(Input data begins)

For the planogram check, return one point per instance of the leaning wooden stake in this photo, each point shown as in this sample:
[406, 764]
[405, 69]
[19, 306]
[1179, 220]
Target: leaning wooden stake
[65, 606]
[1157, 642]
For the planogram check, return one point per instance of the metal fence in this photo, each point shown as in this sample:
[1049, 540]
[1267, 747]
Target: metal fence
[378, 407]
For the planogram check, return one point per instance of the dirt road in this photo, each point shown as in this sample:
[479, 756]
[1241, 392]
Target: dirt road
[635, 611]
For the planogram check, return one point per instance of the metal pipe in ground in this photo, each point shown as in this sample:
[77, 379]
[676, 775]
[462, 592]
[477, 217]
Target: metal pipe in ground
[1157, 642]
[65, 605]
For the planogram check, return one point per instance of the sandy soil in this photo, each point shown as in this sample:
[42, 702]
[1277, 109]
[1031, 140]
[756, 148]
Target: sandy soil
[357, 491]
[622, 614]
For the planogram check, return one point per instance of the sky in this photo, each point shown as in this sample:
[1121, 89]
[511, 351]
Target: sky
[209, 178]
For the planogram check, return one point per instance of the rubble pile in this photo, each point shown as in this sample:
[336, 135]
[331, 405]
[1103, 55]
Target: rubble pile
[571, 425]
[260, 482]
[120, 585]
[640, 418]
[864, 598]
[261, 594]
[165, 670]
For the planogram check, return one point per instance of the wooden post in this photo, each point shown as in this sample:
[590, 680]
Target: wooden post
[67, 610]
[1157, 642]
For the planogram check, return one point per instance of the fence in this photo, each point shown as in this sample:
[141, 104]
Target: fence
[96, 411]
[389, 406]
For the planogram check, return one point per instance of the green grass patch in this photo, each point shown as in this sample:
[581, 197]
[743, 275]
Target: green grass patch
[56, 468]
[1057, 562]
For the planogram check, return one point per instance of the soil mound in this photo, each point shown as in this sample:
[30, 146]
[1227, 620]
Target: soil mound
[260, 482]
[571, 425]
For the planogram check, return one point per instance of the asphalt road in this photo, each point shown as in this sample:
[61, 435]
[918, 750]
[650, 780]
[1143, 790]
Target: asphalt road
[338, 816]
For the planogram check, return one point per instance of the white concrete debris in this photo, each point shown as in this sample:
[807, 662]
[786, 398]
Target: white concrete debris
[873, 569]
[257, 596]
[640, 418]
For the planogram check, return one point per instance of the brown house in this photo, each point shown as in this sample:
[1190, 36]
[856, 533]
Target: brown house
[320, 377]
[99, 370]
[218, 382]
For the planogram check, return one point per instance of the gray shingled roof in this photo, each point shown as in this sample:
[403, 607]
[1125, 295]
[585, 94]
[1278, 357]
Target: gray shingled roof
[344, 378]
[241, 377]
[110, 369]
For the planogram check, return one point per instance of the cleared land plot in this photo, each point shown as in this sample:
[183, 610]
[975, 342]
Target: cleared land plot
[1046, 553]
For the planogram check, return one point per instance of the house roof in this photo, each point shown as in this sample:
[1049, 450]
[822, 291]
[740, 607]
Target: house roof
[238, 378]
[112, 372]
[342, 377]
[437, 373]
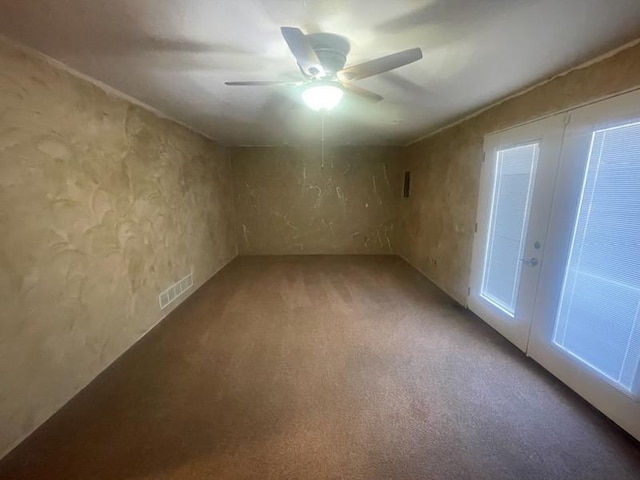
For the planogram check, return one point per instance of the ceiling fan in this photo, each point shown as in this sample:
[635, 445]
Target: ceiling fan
[321, 58]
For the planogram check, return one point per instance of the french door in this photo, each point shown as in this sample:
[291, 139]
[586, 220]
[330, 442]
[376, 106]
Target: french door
[576, 309]
[517, 181]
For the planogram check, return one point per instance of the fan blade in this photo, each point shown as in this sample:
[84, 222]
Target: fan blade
[361, 92]
[262, 84]
[380, 65]
[302, 50]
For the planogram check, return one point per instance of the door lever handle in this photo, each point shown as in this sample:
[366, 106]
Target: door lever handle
[532, 262]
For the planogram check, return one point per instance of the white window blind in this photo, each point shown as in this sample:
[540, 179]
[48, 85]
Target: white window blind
[598, 317]
[512, 189]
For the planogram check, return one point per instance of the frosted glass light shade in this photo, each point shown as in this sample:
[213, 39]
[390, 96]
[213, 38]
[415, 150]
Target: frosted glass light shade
[322, 96]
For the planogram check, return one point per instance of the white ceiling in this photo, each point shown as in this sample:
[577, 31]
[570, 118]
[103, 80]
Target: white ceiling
[174, 55]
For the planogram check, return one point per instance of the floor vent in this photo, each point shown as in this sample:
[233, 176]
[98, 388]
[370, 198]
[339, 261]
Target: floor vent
[174, 291]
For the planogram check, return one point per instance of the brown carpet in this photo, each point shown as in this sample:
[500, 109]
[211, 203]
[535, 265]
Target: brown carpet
[324, 368]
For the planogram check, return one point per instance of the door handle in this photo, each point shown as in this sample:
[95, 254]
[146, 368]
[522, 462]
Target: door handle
[532, 262]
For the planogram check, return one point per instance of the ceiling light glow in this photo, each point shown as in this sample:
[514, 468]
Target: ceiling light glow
[322, 96]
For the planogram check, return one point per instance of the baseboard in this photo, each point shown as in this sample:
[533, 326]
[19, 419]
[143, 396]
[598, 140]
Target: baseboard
[463, 305]
[151, 327]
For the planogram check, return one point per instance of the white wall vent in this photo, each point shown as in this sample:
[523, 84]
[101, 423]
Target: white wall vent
[174, 291]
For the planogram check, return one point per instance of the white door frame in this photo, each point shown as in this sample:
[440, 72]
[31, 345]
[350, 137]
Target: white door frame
[621, 407]
[548, 133]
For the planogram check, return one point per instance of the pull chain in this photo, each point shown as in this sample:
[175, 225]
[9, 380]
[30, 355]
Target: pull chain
[322, 145]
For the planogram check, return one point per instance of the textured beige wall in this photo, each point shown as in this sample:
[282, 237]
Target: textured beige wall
[288, 202]
[437, 222]
[102, 206]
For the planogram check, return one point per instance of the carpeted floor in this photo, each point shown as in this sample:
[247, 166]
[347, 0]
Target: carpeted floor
[324, 368]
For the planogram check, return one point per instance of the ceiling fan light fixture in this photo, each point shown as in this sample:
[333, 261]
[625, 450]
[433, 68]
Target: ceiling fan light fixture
[322, 96]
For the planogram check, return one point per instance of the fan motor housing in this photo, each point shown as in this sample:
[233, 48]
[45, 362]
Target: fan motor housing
[332, 50]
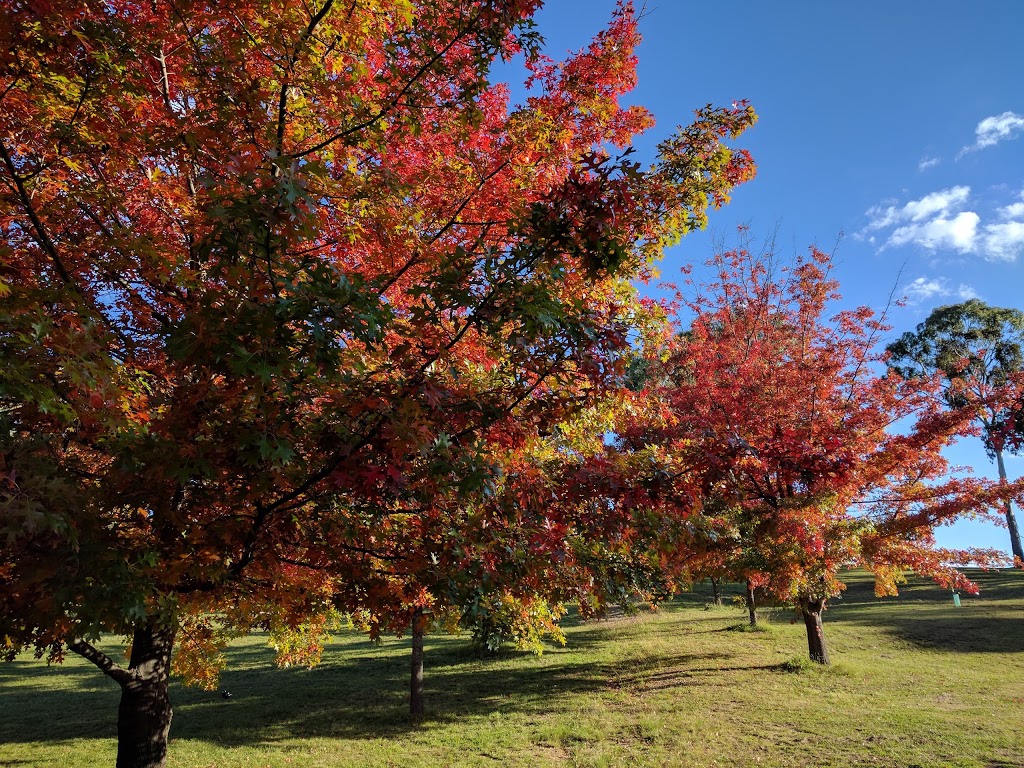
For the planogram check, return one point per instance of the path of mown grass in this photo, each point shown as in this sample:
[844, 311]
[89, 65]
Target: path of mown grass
[918, 682]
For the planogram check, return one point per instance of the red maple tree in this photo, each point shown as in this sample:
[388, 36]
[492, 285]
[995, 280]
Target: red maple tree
[788, 454]
[280, 285]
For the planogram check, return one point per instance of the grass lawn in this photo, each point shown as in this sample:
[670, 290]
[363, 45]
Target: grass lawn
[916, 682]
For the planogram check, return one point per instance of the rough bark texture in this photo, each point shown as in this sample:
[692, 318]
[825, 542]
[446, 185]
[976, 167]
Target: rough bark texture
[416, 680]
[716, 590]
[1015, 536]
[816, 646]
[144, 712]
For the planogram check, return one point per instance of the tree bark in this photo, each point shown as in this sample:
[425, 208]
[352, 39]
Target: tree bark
[1015, 537]
[144, 712]
[716, 591]
[816, 646]
[416, 680]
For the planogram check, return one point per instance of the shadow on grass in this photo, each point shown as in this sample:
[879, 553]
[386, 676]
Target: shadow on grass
[356, 693]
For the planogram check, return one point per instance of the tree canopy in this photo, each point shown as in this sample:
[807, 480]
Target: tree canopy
[284, 289]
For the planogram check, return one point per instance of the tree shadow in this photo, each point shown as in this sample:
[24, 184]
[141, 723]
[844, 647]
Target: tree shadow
[357, 692]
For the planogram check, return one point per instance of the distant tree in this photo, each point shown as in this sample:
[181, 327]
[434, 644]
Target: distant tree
[979, 350]
[773, 429]
[279, 284]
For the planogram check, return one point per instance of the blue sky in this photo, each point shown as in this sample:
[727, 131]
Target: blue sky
[895, 129]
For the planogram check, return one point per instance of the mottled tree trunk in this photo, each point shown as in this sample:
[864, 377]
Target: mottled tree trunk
[816, 646]
[416, 680]
[1015, 536]
[716, 591]
[144, 712]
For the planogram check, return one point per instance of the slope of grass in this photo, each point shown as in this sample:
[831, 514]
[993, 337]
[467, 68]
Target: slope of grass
[918, 682]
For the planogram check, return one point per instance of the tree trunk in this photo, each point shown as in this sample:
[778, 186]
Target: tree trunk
[416, 680]
[1015, 537]
[815, 635]
[716, 591]
[144, 712]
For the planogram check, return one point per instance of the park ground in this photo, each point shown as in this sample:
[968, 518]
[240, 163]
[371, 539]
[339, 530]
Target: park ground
[916, 682]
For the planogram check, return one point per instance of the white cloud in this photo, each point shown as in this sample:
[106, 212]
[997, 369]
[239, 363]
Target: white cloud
[927, 289]
[960, 232]
[965, 292]
[1004, 242]
[1013, 211]
[939, 221]
[994, 129]
[918, 210]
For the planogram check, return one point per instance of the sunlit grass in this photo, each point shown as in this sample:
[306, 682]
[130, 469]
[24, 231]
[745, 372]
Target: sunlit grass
[916, 682]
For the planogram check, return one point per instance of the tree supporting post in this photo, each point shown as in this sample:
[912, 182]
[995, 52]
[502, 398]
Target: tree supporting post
[1015, 536]
[716, 591]
[416, 679]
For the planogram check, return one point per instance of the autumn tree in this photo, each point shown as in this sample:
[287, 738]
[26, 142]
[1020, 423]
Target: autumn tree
[279, 283]
[783, 445]
[979, 350]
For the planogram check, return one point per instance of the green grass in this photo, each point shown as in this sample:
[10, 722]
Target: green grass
[916, 682]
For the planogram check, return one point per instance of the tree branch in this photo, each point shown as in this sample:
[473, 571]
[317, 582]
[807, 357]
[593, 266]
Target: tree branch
[107, 665]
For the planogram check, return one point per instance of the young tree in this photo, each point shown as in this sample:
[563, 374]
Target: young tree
[780, 440]
[278, 282]
[979, 350]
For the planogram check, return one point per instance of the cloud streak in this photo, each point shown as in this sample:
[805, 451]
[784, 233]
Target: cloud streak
[928, 289]
[991, 130]
[942, 221]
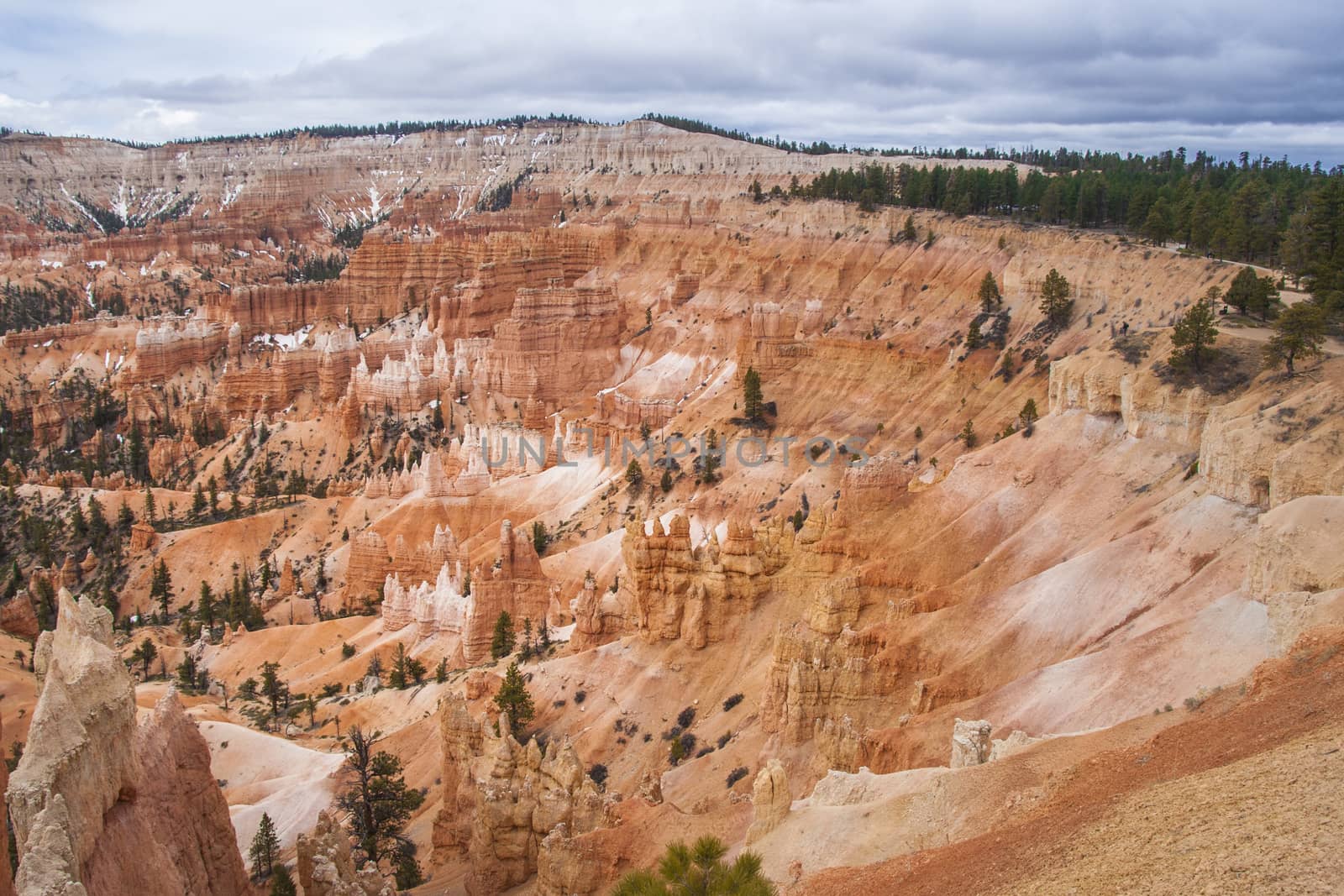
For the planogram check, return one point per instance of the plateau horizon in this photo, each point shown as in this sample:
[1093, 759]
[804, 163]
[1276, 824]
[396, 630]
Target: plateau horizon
[709, 449]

(Input data ends)

What you will do =
Would you give again exactly the lines from the line containing "the tree branch" through the end of the listing, both ends included, without any pictures?

Response =
For the planogram check, return one point per instance of the tree branch in this photo, each point shown as in this sample:
[473, 571]
[317, 582]
[807, 357]
[593, 266]
Target: tree branch
[107, 665]
For the planogram check, return one point per instance of the young tree in this photo, each point shown as in this sample:
[563, 374]
Target: young tree
[780, 440]
[278, 282]
[979, 350]
For the planogram check, return one point per instance of the cloud streak in this photo, each point shown as in this sample:
[805, 451]
[784, 233]
Target: cloud streak
[928, 289]
[991, 130]
[942, 221]
For the planogram check, return one point per instance of the plateau horizon in this photo, each point shown as in this sample:
[1093, 759]
[804, 163]
[1276, 824]
[396, 630]
Target: plateau horizon
[709, 449]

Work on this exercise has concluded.